Directions → Set down the data below from its first line to the line holding "Target: thick tree trunk", inclusive; omit all pictures.

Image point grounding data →
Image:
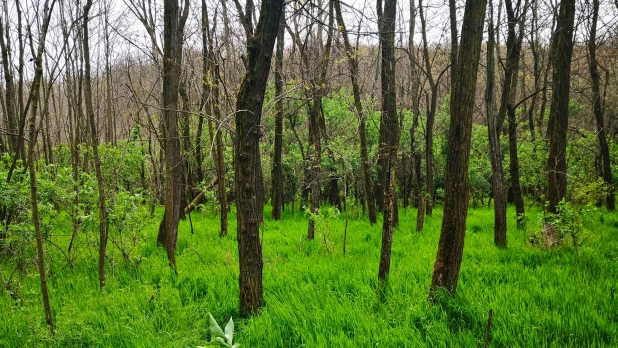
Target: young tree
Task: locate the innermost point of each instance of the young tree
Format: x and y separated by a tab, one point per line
173	30
559	110
497	178
247	164
33	104
277	181
610	199
94	139
362	125
457	185
389	130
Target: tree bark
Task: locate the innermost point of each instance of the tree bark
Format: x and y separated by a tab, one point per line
94	138
497	178
36	83
389	130
247	164
277	181
610	198
172	57
362	126
559	110
457	181
431	114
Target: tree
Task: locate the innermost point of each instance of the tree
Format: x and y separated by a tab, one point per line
562	47
94	139
389	130
362	124
431	111
173	30
33	103
610	198
497	178
457	182
278	150
247	164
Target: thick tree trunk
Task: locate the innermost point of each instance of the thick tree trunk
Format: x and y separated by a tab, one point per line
389	130
457	185
94	138
610	199
353	66
172	58
559	110
247	164
277	181
497	178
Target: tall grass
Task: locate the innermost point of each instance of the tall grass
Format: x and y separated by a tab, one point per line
315	296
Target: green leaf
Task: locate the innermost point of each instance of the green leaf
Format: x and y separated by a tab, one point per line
229	331
215	328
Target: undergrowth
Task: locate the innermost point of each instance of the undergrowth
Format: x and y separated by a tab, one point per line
316	296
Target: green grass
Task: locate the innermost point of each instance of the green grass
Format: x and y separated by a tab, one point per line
315	296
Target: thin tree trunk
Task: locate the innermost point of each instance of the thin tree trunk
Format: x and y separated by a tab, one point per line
389	130
497	179
610	199
94	138
353	66
277	181
559	110
457	181
36	83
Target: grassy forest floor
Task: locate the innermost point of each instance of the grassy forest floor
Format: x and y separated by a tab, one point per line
316	296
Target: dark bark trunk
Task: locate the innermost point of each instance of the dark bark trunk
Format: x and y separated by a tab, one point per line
610	199
277	181
497	178
518	197
389	130
457	181
94	138
559	110
353	66
172	57
431	113
247	164
36	83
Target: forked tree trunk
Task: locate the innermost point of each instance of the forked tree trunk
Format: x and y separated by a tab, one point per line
497	179
94	138
457	181
559	110
247	164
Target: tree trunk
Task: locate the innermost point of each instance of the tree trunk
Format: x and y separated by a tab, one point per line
277	181
610	199
94	138
389	130
457	181
247	164
559	110
353	66
34	99
172	57
431	113
497	178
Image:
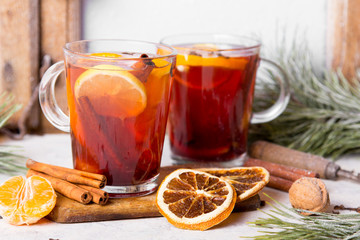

Output below →
Image:
Target: young tree
Task: locate the innermost point of each instance of the young tree
Format: x and y separated by a tab, one point per line
173	30
559	110
497	178
247	164
33	104
277	181
610	199
94	139
362	125
457	185
389	130
Target: tree bark
Task: locate the innermost point of each instance of the tree bark
Format: x and y separated by a tab, one point per line
94	138
497	178
36	83
389	130
247	164
277	181
610	198
172	57
362	126
559	110
457	181
431	114
Target: tree
Task: locate the innermost point of each instance of the tree
Format: x and y separated by a tab, one point per line
562	47
94	139
389	130
362	124
431	111
173	30
33	103
610	198
497	178
457	182
278	150
247	164
Target: thick tree trunk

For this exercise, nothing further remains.